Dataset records
......

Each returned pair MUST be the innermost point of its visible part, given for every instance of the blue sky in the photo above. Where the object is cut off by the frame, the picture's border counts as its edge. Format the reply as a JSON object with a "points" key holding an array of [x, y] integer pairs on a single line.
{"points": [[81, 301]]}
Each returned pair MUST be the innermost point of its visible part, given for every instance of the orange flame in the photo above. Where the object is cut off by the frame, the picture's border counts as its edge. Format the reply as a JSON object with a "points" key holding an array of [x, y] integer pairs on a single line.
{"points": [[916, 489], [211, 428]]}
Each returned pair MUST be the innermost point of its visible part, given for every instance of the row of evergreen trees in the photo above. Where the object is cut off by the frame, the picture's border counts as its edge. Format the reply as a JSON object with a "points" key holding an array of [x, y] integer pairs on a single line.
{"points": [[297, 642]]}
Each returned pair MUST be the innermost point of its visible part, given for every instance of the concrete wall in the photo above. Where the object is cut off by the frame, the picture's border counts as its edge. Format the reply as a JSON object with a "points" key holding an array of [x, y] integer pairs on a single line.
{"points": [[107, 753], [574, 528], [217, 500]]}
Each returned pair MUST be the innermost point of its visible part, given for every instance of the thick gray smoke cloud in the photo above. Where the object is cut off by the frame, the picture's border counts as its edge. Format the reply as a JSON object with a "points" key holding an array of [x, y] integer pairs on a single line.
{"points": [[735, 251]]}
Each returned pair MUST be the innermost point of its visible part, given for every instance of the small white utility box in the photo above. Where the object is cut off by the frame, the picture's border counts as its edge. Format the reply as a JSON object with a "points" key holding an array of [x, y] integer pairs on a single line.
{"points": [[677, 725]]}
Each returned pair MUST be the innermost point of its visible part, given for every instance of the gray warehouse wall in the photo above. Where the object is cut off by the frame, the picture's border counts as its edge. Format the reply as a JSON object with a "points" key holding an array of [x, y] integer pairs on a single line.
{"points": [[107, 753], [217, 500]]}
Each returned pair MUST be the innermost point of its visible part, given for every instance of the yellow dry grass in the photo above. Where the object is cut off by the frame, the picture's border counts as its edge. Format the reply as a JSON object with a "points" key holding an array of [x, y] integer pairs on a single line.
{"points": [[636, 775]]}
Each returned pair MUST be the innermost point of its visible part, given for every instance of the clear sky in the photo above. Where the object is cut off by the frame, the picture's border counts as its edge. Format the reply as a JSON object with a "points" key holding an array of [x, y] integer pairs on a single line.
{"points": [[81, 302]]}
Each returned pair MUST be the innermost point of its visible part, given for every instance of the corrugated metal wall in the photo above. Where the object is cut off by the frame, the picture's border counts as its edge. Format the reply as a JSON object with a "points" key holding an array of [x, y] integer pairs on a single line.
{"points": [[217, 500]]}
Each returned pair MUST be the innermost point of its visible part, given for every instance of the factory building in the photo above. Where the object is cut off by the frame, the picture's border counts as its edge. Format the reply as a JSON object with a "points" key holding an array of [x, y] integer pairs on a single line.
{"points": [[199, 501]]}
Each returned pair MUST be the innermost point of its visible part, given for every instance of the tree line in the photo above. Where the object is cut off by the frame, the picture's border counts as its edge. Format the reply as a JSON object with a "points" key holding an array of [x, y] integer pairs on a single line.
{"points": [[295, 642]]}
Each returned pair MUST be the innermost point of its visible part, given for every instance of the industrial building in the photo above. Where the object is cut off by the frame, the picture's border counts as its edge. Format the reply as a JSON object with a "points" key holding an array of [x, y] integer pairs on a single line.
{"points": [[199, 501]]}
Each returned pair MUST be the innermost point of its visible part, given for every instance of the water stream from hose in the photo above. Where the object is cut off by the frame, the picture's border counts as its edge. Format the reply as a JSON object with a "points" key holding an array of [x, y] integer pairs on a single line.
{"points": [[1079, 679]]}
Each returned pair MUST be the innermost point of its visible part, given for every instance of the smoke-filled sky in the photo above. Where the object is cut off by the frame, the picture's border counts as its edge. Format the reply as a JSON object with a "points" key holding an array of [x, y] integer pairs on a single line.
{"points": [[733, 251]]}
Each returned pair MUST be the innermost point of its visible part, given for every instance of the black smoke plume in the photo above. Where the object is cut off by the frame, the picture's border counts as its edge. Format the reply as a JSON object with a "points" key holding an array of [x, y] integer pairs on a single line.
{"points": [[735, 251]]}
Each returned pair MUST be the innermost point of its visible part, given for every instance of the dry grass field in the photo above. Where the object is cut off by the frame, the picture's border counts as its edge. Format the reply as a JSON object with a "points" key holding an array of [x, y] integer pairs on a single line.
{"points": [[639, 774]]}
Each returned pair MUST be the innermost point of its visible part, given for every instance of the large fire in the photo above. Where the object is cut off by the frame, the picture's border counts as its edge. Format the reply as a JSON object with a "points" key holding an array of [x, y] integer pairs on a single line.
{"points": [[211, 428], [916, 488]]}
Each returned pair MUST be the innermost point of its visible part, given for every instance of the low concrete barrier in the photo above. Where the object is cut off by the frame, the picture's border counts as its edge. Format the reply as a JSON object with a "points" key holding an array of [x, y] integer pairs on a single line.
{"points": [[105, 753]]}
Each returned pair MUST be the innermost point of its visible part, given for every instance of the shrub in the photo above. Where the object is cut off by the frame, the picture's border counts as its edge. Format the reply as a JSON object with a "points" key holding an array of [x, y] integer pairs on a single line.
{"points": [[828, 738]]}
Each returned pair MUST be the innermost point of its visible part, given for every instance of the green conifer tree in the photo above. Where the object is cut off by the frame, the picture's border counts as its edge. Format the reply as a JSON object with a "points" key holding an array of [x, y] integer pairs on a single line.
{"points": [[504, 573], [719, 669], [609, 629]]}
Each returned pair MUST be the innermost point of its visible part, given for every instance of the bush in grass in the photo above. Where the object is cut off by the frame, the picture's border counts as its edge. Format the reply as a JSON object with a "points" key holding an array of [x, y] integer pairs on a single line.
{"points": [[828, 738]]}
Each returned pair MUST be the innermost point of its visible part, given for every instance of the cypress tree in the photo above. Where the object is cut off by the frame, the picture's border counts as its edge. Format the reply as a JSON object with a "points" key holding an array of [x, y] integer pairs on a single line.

......

• TRY IT: Preserving every character, copy the records above out again.

• COMPLETED EXERCISE:
Each returned pair MUST be the innermost point of its visible part, given for every instance of the blue sky in the photo above. Where the object is cut off by the frame, the picture's border counts as its edge. Format the reply as a JSON object with a "points" key holding an array of [x, y] integer pairs on a single line.
{"points": [[81, 301]]}
Each returned pair MUST be the innermost point of its visible part, given for every instance of the orange flame in the photo above. Where the object is cut off by the frame, the picture's border counts as its edge. Format the reply as a JSON object with a "points" key holding an array of [x, y] integer pairs on a single line.
{"points": [[916, 489], [211, 428]]}
Each returned pair MUST be the innermost point of its visible part, given for every instance of the row of evergreen trees in the photo above. Where the object is cut off by the frame, the picture's border counts as its edge. Format the reply as a JSON object with a "points" key holding an array of [x, y] integer pairs on a single line.
{"points": [[297, 642]]}
Each returned pair MUST be the innermost point of its visible part, given for every instance of the concrete wall in the photo above. Where the object is cut off by the frame, the picture's border counts as its edge. Format the reply as a JSON object with a "points" key holding an array of [x, y] integer pairs on a single line.
{"points": [[107, 753], [574, 528], [217, 500]]}
Each returned pair MUST be the innermost point of its visible part, given for every instance of the thick gray smoke cloud in the photo above. Where the object is cut off by the frame, the picture's border counts as its edge. Format the reply as a JSON object with a "points" key holding an array of [x, y] integer pairs on a single line.
{"points": [[735, 251]]}
Each returned pair MUST be the innermost point of its visible part, given for every instance of the small white utility box in the photo above. Where the object is cut off by the frame, the picture's border counts as its edge. Format the reply as a JSON object with a "points" key holding an array of [x, y] integer pairs on a single line.
{"points": [[677, 725]]}
Each returned pair MUST be the innermost point of its visible part, given for every instance of the gray warehouse wall in the photo above. Where the object is cut off by the frame, the picture's border counts as its edge. Format the reply as a JSON object with a "points" key holding an array of [x, y] integer pairs on a single line.
{"points": [[107, 753], [217, 500]]}
Each returned pair MUST be the innermost point of its visible part, given for every instance of the yellow dry grass in the photo above. Where the object is cut off by the frame, the picture's border counts as its edge. Format the reply as a JSON object with a "points" key holding an array of [x, y] integer pairs on a single line.
{"points": [[636, 775]]}
Each returned pair MUST be the innermost point of its visible part, given for every instance of the clear sky in the photo above. Where the object is cut off by the frame, the picture's border counts as its edge. Format the reply as a JSON object with a "points" key holding an array of [x, y] integer pairs on a single line.
{"points": [[81, 302]]}
Each returned pair MUST be the innermost point of its visible part, given for every instance of the corrugated metal wall in the photo above. Where the object is cut off by the frame, the picture's border counts as its edge. Format the reply as a JSON object with a "points" key holding an array of [x, y] integer pairs on a single line.
{"points": [[217, 500]]}
Each returned pair MUST be the innermost point of its visible part, given for every instance of the factory building in the photo above. Where the object is cut off by the frame, the picture's border counts as its edge. Format the reply as a JSON object with a "points" key holding an array of [x, y] integer pairs on a single line.
{"points": [[199, 501]]}
Each returned pair MUST be the innermost point of its visible part, given for every instance of the tree line in the photo above. Where the object is cut off by the frame, the picture's border counts as its edge. Format the reply as a JSON object with a "points" key holding an array of [x, y] integer pairs on a single line.
{"points": [[295, 642]]}
Each returned pair MUST be the innermost point of its visible part, given for every instance of the industrial building in the photo above. Where the object is cut off by the frame, the picture's border counts as its edge. Format the reply as a JSON object with a "points" key holding an array of [x, y] integer pairs on a single line.
{"points": [[199, 501]]}
Each returned pair MUST be the innermost point of its visible part, given for every instance of the water stream from hose in the photo above. Where the object is cut off by the frame, the picture's border counts as its edge. Format the reply as a JSON object with a "points" key holding an array of [x, y] integer pairs on a single line.
{"points": [[1079, 679]]}
Each returned pair MUST be the innermost point of its visible part, given for every instance of the smoke-filled sky in the photo above. Where the object is cut off by the frame, the picture's border counts as its edge. Format the reply as a JSON object with a "points" key holding an array of [x, y] integer pairs on a single line.
{"points": [[733, 251]]}
Each returned pair MUST be the innermost point of its visible part, given for every instance of the black smoke plume in the photo above. Where the object is cut off by the frame, the picture's border counts as its edge. Format the reply as a JSON object with a "points" key holding an array of [x, y] integer pairs on a single line.
{"points": [[735, 251]]}
Each returned pair MUST be the innermost point of its visible part, given for every instance of the dry grass field in the photo above. Where the object is cut off by the frame, the picture's border counts as its edge. Format the reply as a JSON object with a "points" key holding an array of [x, y] integer pairs on a single line.
{"points": [[639, 774]]}
Each returned pair MUST be the innermost point of its visible part, given for every instance of the large fire in the photo above. Where the object is cut off by the frame, the picture's border counts as its edge. Format the reply as a JSON object with a "points" key holding an array of [x, y] integer pairs on a single line.
{"points": [[211, 428], [916, 488]]}
Each returned pair MUST be the innermost point of its visible part, given for every instance of the low concrete barrier in the photo above. Where the object is cut off by the frame, the picture's border counts as its edge. Format the reply as a JSON object with a "points" key holding an array of [x, y] integer pairs on a single line.
{"points": [[105, 753]]}
Each returned pair MUST be the innermost point of its visible part, given for every instance of the shrub in the photo above. Where the object is cut off by the frame, the picture's border counts as its edge. Format the reply as a JSON object with a "points" key holding an array of [x, y] integer pairs on a single line.
{"points": [[828, 738]]}
Each returned pair MUST be the innermost point of its visible part, given for every instance of the green conifer tree in the photo above. Where the object is cut off by the frame, the picture's border counts as its edge. Format the reply as a JSON object with a "points" key holding an array of [x, y] integer pairs on a single line.
{"points": [[504, 573], [719, 669], [609, 629]]}
Each returned pair MUST be the innermost point of its visible part, given for every instance of the bush in grass in the photo above. Where the object is cut off by the frame, the picture's border counts as its edge. Format the reply as a JSON object with a "points" key holding an array of [x, y] integer pairs on a single line.
{"points": [[828, 738]]}
Each returned pair MUST be the innermost point of its visible part, given for every instance of the cypress tree in the photo above. Where the object is cut off by the frame, the picture's border counts as its edge. Format the reply as a JSON object with a "points" key holding an array of [x, y] integer pairs on a single line.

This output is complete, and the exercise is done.